Reproduce every entry in the listing without alteration.

• • •

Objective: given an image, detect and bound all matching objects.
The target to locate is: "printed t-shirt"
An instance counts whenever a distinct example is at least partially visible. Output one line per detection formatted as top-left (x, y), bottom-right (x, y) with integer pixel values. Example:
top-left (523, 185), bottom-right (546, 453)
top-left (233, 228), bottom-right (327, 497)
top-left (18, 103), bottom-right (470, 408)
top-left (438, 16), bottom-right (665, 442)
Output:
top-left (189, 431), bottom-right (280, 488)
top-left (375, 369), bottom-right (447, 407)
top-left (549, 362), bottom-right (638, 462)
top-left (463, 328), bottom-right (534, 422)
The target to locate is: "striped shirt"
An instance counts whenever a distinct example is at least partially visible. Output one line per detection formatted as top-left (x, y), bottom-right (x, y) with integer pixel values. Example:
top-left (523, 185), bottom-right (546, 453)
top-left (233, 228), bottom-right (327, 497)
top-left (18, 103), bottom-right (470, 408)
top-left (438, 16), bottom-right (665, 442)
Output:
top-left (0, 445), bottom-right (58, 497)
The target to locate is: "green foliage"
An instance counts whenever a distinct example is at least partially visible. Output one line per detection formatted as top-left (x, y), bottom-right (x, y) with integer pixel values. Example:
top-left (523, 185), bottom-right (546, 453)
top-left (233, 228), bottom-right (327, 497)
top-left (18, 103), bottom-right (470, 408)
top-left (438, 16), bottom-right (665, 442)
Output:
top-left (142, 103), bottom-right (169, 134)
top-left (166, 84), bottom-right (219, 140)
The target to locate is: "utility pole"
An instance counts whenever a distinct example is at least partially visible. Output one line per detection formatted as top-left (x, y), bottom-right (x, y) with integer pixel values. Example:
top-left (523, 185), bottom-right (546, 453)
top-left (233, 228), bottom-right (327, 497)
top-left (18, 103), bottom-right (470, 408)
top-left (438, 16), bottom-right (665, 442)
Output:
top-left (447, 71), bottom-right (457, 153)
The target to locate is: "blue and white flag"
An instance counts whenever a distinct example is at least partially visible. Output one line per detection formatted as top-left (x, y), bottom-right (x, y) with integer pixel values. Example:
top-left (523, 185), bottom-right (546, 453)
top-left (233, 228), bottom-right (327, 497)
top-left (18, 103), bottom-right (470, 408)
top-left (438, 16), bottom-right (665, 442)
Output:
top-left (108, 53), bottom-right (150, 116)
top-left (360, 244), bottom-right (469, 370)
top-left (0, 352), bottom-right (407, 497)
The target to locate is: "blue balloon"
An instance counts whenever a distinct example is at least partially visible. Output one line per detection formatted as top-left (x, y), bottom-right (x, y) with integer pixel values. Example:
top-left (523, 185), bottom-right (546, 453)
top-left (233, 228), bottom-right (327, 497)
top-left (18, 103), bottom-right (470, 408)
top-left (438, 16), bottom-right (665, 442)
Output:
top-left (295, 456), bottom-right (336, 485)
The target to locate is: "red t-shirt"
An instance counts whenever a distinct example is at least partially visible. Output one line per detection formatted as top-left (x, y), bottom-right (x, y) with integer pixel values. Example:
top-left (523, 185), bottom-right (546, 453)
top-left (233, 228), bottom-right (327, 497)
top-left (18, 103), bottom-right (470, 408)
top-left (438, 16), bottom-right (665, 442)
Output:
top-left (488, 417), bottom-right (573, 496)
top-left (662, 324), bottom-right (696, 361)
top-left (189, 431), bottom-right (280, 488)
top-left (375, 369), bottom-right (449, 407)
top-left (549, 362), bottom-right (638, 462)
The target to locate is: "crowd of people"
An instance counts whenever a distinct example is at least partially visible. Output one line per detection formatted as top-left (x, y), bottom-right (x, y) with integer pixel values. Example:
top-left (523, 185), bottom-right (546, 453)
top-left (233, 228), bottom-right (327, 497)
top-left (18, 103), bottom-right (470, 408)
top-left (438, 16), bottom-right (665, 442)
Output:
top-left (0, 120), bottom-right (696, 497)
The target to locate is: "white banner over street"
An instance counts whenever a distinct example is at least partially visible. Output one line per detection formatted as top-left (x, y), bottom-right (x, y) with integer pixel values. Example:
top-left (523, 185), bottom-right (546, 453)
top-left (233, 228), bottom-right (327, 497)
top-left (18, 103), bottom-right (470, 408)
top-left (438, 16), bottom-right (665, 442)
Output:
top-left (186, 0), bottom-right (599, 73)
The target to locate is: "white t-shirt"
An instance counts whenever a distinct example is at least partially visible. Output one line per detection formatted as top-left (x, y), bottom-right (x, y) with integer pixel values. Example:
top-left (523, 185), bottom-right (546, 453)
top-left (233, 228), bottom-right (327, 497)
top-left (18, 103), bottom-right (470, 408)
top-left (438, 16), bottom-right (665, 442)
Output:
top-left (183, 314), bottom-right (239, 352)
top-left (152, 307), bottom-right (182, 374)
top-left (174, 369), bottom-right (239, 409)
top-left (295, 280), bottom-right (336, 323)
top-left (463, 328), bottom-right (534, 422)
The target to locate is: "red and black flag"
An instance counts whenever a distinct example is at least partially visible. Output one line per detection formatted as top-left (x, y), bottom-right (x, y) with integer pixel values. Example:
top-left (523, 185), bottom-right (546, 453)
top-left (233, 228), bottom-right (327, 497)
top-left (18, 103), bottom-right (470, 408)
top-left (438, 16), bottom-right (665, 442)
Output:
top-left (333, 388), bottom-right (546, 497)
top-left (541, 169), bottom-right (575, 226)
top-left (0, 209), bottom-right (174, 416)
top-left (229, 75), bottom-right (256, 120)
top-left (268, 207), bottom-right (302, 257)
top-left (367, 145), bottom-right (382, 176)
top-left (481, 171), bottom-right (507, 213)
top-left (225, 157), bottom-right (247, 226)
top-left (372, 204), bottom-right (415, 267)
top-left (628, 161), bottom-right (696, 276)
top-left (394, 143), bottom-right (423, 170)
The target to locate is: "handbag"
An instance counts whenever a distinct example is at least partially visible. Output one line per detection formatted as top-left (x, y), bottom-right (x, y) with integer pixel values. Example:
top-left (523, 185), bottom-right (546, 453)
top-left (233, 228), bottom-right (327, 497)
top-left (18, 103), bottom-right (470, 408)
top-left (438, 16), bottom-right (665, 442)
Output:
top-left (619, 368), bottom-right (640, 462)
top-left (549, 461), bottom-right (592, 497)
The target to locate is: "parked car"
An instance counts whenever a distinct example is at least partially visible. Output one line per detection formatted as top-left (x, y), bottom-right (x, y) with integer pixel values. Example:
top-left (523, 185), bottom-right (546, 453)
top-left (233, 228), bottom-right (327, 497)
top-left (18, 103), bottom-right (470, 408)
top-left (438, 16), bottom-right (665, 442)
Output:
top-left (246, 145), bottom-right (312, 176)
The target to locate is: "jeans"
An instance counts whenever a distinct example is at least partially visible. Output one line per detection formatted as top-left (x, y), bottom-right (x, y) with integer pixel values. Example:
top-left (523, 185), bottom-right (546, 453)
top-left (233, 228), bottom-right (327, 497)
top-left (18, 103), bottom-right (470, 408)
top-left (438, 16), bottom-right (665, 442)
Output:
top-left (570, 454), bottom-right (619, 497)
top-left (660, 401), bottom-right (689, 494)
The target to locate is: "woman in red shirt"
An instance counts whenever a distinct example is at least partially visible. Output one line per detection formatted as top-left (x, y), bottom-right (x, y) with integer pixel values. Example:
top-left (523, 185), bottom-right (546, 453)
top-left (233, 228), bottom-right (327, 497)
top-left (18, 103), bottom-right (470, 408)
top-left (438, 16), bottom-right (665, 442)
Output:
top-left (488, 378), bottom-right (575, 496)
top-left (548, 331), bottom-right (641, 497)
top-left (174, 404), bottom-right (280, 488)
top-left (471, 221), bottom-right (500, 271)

• • •

Answer for the task:
Objective: given an image, detect and bound all matching objects.
The target to locate is: "printed t-shirt"
An instance counts whenever a distinct example is at least partially visible. Output one line per detection formatted as top-left (x, y), bottom-right (x, y) with integer pixel values. Example:
top-left (523, 185), bottom-right (546, 453)
top-left (233, 228), bottom-right (327, 497)
top-left (18, 103), bottom-right (470, 408)
top-left (438, 16), bottom-right (665, 442)
Output:
top-left (189, 431), bottom-right (280, 488)
top-left (375, 369), bottom-right (447, 407)
top-left (549, 362), bottom-right (638, 462)
top-left (463, 328), bottom-right (534, 422)
The target to locate is: "striped shirt"
An instance counts whenever a distinct example is at least partially visible. Output one line per detection formatted as top-left (x, y), bottom-right (x, y) with integer pixel values. Example:
top-left (523, 185), bottom-right (546, 453)
top-left (233, 228), bottom-right (327, 497)
top-left (18, 103), bottom-right (470, 408)
top-left (438, 16), bottom-right (665, 442)
Output:
top-left (0, 445), bottom-right (58, 497)
The target to locate is: "green foliage"
An instance counts whenever a distinct example is at least partially visible. Output one line per detection formatted as top-left (x, y), bottom-right (x, y) with integer pixel values. Example:
top-left (523, 185), bottom-right (546, 453)
top-left (233, 228), bottom-right (327, 497)
top-left (18, 103), bottom-right (470, 408)
top-left (438, 16), bottom-right (665, 442)
Output:
top-left (142, 103), bottom-right (169, 134)
top-left (166, 84), bottom-right (219, 140)
The target to locate is: "utility pole"
An instance counts whenever a distinct example is at least partially visible. Output one line per detection formatted as top-left (x, y), bottom-right (x, y) with integer pixel values. Example:
top-left (523, 185), bottom-right (546, 453)
top-left (233, 228), bottom-right (327, 497)
top-left (18, 103), bottom-right (470, 408)
top-left (438, 16), bottom-right (665, 442)
Output:
top-left (447, 71), bottom-right (457, 153)
The target to locate is: "blue and white flag"
An instance counts whenever a distinct example is at least partially visible. Output one line per detection formatted as top-left (x, y), bottom-right (x, y) with integer pixel values. Example:
top-left (523, 185), bottom-right (546, 453)
top-left (233, 228), bottom-right (327, 497)
top-left (18, 103), bottom-right (470, 408)
top-left (438, 16), bottom-right (665, 442)
Output:
top-left (108, 53), bottom-right (150, 116)
top-left (360, 244), bottom-right (469, 370)
top-left (0, 352), bottom-right (407, 497)
The target to locate is: "blue balloon"
An instance counts whenever a distinct example is at least partially visible. Output one line per detection formatted as top-left (x, y), bottom-right (x, y) with integer pixel values. Example:
top-left (523, 185), bottom-right (546, 453)
top-left (233, 228), bottom-right (327, 497)
top-left (18, 103), bottom-right (470, 408)
top-left (438, 16), bottom-right (665, 442)
Output:
top-left (295, 456), bottom-right (336, 485)
The target to locate is: "red t-shirt"
An instance counts whenever a distinct example is at least partially visible. Output one line per detection formatted as top-left (x, y), bottom-right (x, y) with integer pixel values. Example:
top-left (523, 185), bottom-right (546, 453)
top-left (233, 228), bottom-right (327, 497)
top-left (18, 103), bottom-right (470, 408)
top-left (438, 16), bottom-right (665, 442)
Output:
top-left (488, 417), bottom-right (573, 496)
top-left (662, 324), bottom-right (696, 361)
top-left (189, 431), bottom-right (280, 488)
top-left (375, 369), bottom-right (449, 407)
top-left (549, 362), bottom-right (638, 462)
The target to locate is: "crowd of people"
An instance counts whenever a distinct example is at least partially visible. Output one line per detection formatted as top-left (x, y), bottom-right (x, y) with integer pixel values. Example:
top-left (523, 185), bottom-right (546, 453)
top-left (233, 228), bottom-right (327, 497)
top-left (18, 103), bottom-right (470, 408)
top-left (438, 16), bottom-right (665, 442)
Output:
top-left (0, 120), bottom-right (696, 497)
The target to locate is: "white banner over street"
An instance counts whenever a distinct example is at least partially visible. Output one line per detection formatted as top-left (x, y), bottom-right (x, y) with integer pixel values. Example:
top-left (523, 185), bottom-right (546, 453)
top-left (233, 228), bottom-right (327, 497)
top-left (18, 103), bottom-right (470, 408)
top-left (438, 16), bottom-right (665, 442)
Output:
top-left (186, 0), bottom-right (599, 73)
The target to locate is: "white t-shirt"
An instance counts whenever a distinct example is at least partially visible. Output one line per detection formatted as top-left (x, y), bottom-right (x, y) with integer pixel values. Example:
top-left (523, 185), bottom-right (546, 453)
top-left (233, 228), bottom-right (327, 497)
top-left (18, 103), bottom-right (470, 408)
top-left (438, 16), bottom-right (665, 442)
Output:
top-left (183, 314), bottom-right (239, 352)
top-left (152, 307), bottom-right (182, 374)
top-left (174, 369), bottom-right (239, 409)
top-left (295, 280), bottom-right (336, 323)
top-left (463, 328), bottom-right (534, 422)
The target to locate is: "red and black flag"
An instance counts whenever a distinct example is at least partially visible. Output one line per detection formatted as top-left (x, y), bottom-right (x, y) with integer pixel values. Example:
top-left (523, 185), bottom-right (546, 453)
top-left (233, 228), bottom-right (327, 497)
top-left (18, 103), bottom-right (470, 408)
top-left (438, 16), bottom-right (665, 442)
Output:
top-left (333, 388), bottom-right (546, 497)
top-left (541, 169), bottom-right (575, 226)
top-left (0, 209), bottom-right (174, 416)
top-left (229, 75), bottom-right (256, 120)
top-left (268, 207), bottom-right (302, 257)
top-left (367, 145), bottom-right (382, 176)
top-left (481, 171), bottom-right (507, 213)
top-left (225, 157), bottom-right (247, 226)
top-left (372, 204), bottom-right (415, 267)
top-left (628, 161), bottom-right (696, 276)
top-left (394, 143), bottom-right (423, 170)
The target to locate is: "handbag"
An instance counts whenever a distinct example is at least partially visible. Output one line per detection formatted as top-left (x, y), bottom-right (x, y) with integer pixel values. Example:
top-left (523, 185), bottom-right (546, 453)
top-left (233, 228), bottom-right (327, 497)
top-left (18, 103), bottom-right (470, 408)
top-left (438, 16), bottom-right (665, 442)
Output:
top-left (619, 368), bottom-right (640, 462)
top-left (549, 461), bottom-right (592, 497)
The target to locate is: "parked car"
An instance counts whenever a distinct example is at least partially visible. Output one line per detection formatted as top-left (x, y), bottom-right (x, y) with integer pixel values. Example:
top-left (523, 185), bottom-right (546, 453)
top-left (233, 228), bottom-right (327, 497)
top-left (18, 103), bottom-right (470, 408)
top-left (438, 16), bottom-right (665, 442)
Output:
top-left (246, 145), bottom-right (312, 176)
The target to locate is: "jeans"
An instance counts whenever a distinct example is at least partially visible. Output one line per detection formatted as top-left (x, y), bottom-right (x, y) with integer pixel values. Example:
top-left (523, 185), bottom-right (546, 453)
top-left (233, 228), bottom-right (327, 497)
top-left (18, 103), bottom-right (470, 408)
top-left (438, 16), bottom-right (665, 442)
Output:
top-left (570, 454), bottom-right (619, 497)
top-left (660, 401), bottom-right (689, 494)
The target to locate is: "woman in red shirt"
An instance counts whenever a distinct example is at least partially visible. Output one line per detection formatted as top-left (x, y), bottom-right (x, y) with integer pixel values. Example:
top-left (523, 185), bottom-right (546, 453)
top-left (233, 228), bottom-right (327, 497)
top-left (18, 103), bottom-right (470, 408)
top-left (438, 16), bottom-right (665, 442)
Output:
top-left (488, 378), bottom-right (575, 496)
top-left (548, 331), bottom-right (641, 497)
top-left (174, 404), bottom-right (280, 488)
top-left (471, 221), bottom-right (500, 271)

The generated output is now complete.